### Excerpted records

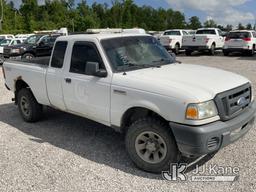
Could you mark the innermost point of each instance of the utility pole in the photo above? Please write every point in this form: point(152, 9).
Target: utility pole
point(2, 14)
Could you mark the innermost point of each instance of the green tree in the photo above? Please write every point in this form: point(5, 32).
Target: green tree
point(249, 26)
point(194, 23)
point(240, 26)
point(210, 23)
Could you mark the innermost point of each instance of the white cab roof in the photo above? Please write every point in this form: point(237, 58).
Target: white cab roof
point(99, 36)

* * *

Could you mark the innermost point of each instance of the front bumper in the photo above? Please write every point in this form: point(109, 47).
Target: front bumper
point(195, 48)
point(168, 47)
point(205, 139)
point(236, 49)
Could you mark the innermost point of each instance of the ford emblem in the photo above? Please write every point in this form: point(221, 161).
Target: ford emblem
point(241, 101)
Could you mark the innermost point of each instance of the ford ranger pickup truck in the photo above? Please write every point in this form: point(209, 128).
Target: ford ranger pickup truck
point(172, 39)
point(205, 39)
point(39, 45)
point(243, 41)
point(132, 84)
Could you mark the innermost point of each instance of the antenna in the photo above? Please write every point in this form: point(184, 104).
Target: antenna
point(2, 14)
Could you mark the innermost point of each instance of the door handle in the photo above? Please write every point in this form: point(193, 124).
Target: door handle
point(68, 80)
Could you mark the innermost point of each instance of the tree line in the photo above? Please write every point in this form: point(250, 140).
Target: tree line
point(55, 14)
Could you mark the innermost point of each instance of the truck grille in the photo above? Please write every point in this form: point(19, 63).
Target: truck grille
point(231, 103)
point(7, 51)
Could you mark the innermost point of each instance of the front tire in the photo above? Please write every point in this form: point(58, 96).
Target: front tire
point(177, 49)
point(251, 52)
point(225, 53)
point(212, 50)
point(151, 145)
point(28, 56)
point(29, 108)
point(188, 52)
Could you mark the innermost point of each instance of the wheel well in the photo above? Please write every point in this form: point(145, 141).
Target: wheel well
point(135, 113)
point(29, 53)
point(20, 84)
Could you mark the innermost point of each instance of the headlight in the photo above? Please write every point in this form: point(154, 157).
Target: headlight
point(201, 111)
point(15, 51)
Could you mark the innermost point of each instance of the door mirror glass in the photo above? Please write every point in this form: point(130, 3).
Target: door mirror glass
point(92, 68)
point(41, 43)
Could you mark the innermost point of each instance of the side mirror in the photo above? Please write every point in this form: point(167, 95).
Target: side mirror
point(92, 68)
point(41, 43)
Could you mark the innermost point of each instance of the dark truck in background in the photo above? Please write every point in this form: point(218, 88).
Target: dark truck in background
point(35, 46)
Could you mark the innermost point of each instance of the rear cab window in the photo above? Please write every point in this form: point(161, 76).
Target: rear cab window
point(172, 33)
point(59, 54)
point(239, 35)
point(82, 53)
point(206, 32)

### Your assignment
Look above for the line with "form: point(152, 9)."; retype exactly that line, every line after it up to the line with "form: point(5, 32).", and that line too, nothing else.

### Answer to this problem
Could you mark the innermost point of each instance of the utility pole in the photo above? Please write every point in this form: point(152, 9).
Target: utility pole
point(2, 14)
Could you mark the innermost point of each instance of the green tree in the photo above? Please write every point in this form: point(5, 32).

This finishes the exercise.